What you should do.
The answer should be one number: how many lines in the records below contain the word "cloud".

Items from a data source:
- - -
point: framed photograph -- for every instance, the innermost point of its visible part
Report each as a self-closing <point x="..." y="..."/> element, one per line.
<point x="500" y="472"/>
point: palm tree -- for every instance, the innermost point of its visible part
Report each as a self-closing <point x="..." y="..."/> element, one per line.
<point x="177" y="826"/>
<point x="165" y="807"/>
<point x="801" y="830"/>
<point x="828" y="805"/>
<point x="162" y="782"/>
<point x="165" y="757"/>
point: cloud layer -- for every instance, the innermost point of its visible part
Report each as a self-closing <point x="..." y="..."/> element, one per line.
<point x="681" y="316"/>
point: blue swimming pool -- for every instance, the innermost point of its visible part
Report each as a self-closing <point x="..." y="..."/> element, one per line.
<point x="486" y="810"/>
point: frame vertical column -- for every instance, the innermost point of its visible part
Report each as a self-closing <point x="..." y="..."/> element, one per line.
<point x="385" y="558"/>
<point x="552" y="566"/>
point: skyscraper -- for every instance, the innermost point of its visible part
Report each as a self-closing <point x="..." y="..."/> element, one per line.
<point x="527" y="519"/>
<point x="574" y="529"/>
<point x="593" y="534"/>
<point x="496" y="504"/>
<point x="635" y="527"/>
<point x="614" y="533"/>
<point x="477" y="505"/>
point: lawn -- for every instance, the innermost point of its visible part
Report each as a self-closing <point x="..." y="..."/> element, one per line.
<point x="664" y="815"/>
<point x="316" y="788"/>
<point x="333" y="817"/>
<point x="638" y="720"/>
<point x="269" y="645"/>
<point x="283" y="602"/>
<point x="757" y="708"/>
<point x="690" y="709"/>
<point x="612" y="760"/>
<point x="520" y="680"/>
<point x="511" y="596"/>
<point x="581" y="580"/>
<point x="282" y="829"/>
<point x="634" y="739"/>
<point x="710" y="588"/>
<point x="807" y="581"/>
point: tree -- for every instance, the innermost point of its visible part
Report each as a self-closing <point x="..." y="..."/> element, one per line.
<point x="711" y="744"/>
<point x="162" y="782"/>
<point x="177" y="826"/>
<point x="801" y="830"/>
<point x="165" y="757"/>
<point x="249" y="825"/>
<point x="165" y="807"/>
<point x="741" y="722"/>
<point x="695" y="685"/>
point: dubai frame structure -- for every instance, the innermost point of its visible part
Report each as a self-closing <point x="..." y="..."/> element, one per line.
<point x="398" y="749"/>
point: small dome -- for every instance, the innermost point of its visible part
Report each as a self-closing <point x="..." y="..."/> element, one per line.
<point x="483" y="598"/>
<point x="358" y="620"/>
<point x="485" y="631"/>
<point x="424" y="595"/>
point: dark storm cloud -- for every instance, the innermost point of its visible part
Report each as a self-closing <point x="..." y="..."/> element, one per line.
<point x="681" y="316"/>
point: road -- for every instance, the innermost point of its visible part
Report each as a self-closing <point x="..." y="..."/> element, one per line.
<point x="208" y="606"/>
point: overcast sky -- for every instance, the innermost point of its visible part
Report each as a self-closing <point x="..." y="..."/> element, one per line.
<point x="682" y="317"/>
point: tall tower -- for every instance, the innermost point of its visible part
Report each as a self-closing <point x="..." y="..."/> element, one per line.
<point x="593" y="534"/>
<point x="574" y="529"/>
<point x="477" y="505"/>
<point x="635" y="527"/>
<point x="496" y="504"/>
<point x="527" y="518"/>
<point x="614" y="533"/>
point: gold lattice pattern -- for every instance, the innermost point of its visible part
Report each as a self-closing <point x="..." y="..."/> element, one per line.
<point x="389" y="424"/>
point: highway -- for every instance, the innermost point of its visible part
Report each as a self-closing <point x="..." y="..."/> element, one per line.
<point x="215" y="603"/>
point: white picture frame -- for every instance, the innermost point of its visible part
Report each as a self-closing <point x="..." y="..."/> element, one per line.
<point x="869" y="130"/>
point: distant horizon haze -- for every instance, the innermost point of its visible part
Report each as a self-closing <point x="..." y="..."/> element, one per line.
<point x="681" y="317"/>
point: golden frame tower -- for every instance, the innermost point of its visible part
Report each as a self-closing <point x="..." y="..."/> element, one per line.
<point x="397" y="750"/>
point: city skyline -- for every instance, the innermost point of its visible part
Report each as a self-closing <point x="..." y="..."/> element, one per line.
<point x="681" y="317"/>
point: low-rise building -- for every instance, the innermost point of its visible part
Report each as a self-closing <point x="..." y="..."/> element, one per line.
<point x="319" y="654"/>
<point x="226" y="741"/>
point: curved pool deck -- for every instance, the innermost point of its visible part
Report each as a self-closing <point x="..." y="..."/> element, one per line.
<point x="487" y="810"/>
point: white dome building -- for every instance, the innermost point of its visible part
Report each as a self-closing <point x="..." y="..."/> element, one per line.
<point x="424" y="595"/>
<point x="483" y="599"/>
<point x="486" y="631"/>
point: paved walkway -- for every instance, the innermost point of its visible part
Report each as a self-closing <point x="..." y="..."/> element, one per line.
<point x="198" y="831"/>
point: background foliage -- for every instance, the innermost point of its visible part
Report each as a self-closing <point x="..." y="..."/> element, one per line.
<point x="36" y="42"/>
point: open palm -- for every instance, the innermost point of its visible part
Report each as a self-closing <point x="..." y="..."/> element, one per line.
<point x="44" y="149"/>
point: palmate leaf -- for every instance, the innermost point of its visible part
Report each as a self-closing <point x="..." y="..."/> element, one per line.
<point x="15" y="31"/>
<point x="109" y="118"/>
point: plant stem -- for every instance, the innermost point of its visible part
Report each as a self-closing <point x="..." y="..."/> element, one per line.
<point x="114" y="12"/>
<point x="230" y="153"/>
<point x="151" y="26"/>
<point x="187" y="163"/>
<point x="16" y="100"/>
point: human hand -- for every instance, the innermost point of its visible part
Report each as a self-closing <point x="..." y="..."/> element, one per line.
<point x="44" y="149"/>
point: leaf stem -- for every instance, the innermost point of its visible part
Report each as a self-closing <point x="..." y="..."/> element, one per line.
- - -
Exercise solution.
2